* start TEXT SEGMENT *
The Red Command was born out of an alliance between common criminals and leftist militants, when the two groups were thrown together in prisons under the military dictatorship that ruled Brazil from 1964 to 1985. The terrible conditions in Candido Mendes prison, on Ilha Grande island in Rio de Janeiro, pushed inmates to band together in order to survive within the system. They first formed a left-wing militia organization called the “Falange Vermelho,” or “Red Phalanx,” but the ideology was soon abandoned as the group became more deeply involved with organized crime, and was dubbed “Red Command” by the press.

By 1979, the group had spread out of the prison and into Rio’s streets. Members who were on the outside were tasked with providing money to those on the inside through criminal activities such as bank robbery, allowing them to maintain a decent quality of life in prison and to finance escape attempts.

The ideas of the Red Command spread to other prisons, and the power of the organization grew. Two decades later, in São Paulo, a similar prisoners’ movement would emerge — the First Capital Command (Primeiro Comando da Capital – PCC).

The Red Command was ideally placed to partner with Colombian cartels when the cocaine trade began to boom in the 1980s, as it had the structure and organization to reliably obtain and distribute large quantities of the drug. Members on the outside now had a clear objective: forming well-armed gangs to take over drug turf in the name of the Command. It gained control of many poor neighborhoods in Rio de Janeiro that had been neglected by the state, setting up a parallel system of government inside the favelas and providing employment to inhabitants long excluded from Brazilian society.

By the 1990s, the city’s all-powerful illegal gambling bosses, known as “bicheiros,” saw their influence diminish, paving the way for the Red Command to become Rio’s top organized crime group and build up its presence in other states.

In 2005, the Red Command was thought to control more than half of Rio de Janeiro’s most violent areas, though this fell to under 40 percent by 2008. A police pacification program intended to bring a state presence to criminally-dominated areas may have further reduced the group’s influence in the early 2010s, but the security strategy’s long-term effects were limited.

The Red Command is thought to have maintained links to the now largely demobilized Revolutionary Armed Forces of Colombia (Fuerzas Armadas Revolucionarias de Colombia – FARC). Red Command leader Luiz Fernando da Costa, alias “Fernandinho Beira-Mar,” was arrested in Colombia in 2001 while allegedly exchanging weapons for cocaine with the guerrillas.

At the end of 2016, a breakdown in a longstanding alliance between the Red Command and the PCC generated a wave of violence in Brazilian prisons. Over the following year, the conflict between the two groups continued as the PCC sought to reduce the power of the Red Command by forming alliances with enemy gangs as well as co-opting Red Command members with the aim of assuming control over drug trafficking in the group’s traditional zones of influence.
* end TEXT SEGMENT *
* start PROVIDED DATA *
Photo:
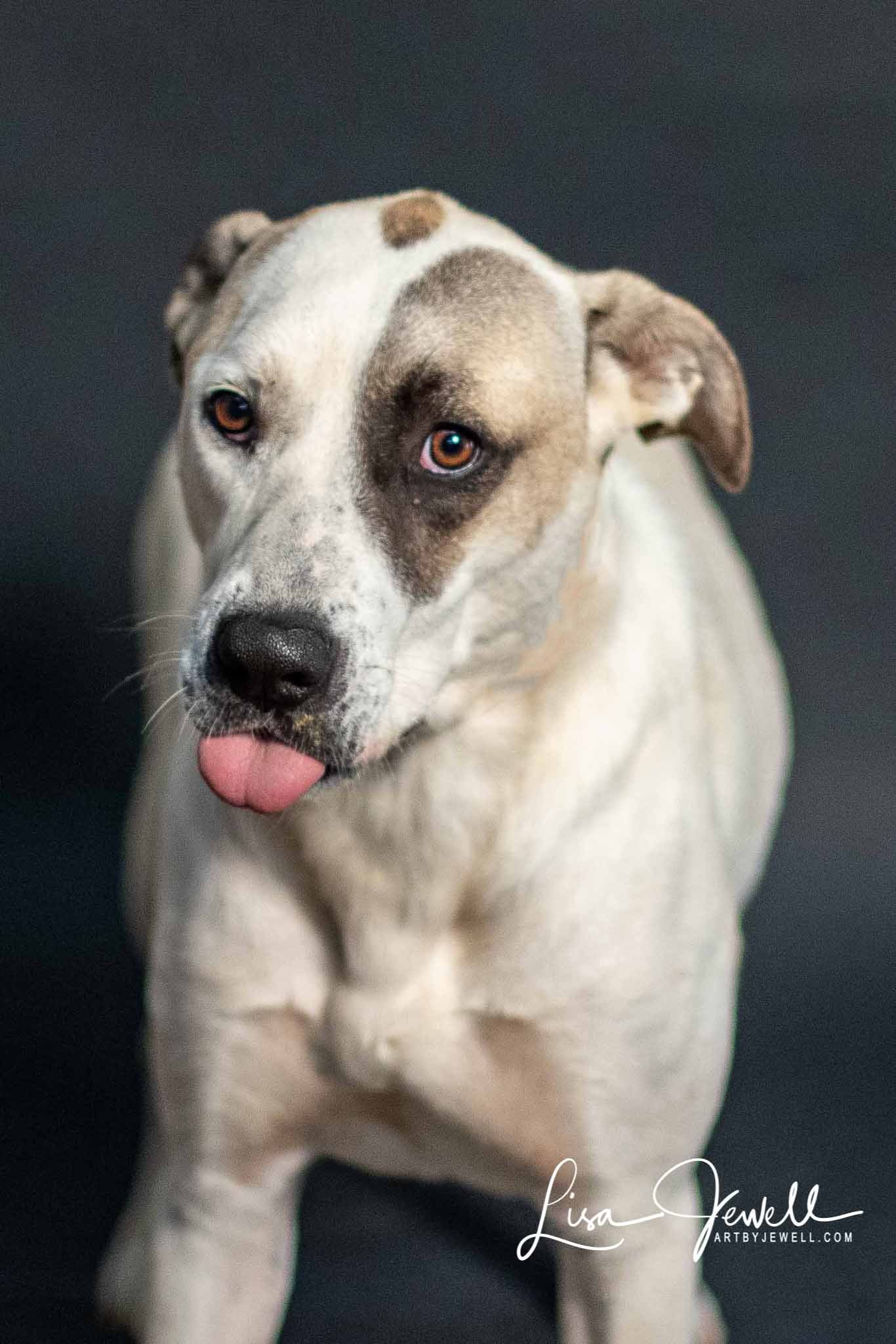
* end PROVIDED DATA *
EXERCISE OBJECTIVE
Write the next part of the Red Command history, picking up after its last sentence. The data has no role here.

EXERCISE ANSWER
The feud has since spilled into neighboring Bolivia, with the two groups fighting for control over drug trafficking routes in the border province of Santa Cruz.

In recent years, the Red Command has also had to contend with militia groups muscling in on its territory, including in Rio de Janeiro, where by 2022 its control had fallen to around a quarter of the city. The loss of control has been partially down to police operations disproportionately targeting favelas held by the group when compared with those under militia control.

Leadership

The Red Command has a relatively loose leadership structure, and has been described as a network of independent actors, rather than a strict hierarchical organization headed by a single leader.

However, there are prominent bosses within the structure, including Luiz Fernando da Costa, alias “Fernandinho Beira-Mar,” who is currently imprisoned, and Isaias da Costa Rodrigues, alias “Isaias do Borel,” who was in prison for more than 20 years until his release in 2012.

In December 2014, authorities in Paraguay arrested a top Red Command leader, Luis Claudio Machado, alias “Marreta.”

Fernandinho Beira-Mar has maintained strong influence within the group despite being in jail for life and police have continued to target his legacy. In January 2022, a raid killed Lindomar Gregório de Lucena, alias “Babuino,” the Red Command’s alleged leader in Rio de Janeiro and Beira-Mar’s reported foster son.

Geography

The Red Command is based in Rio de Janeiro, but has a presence in other parts of Brazil, including São Paulo. It is particularly strong in the northern state of Amazonas and the western state of Mato Grosso, while also operating in Paraguay and Bolivia.

Outside of Brazil, the group operates in Paraguay and Bolivia, and reports in 2022 suggested the group had begun to expand into French Guiana. It is also engaged in an ongoing turf war in the tri-border region between Colombia, Brazil, and Peru, where the group seeks to control the Colombian city of Leticia, border Brazil.

Allies and Enemies

The Red Command worked closely with the PCC, until the groups’ longstanding alliance was broken in 2016.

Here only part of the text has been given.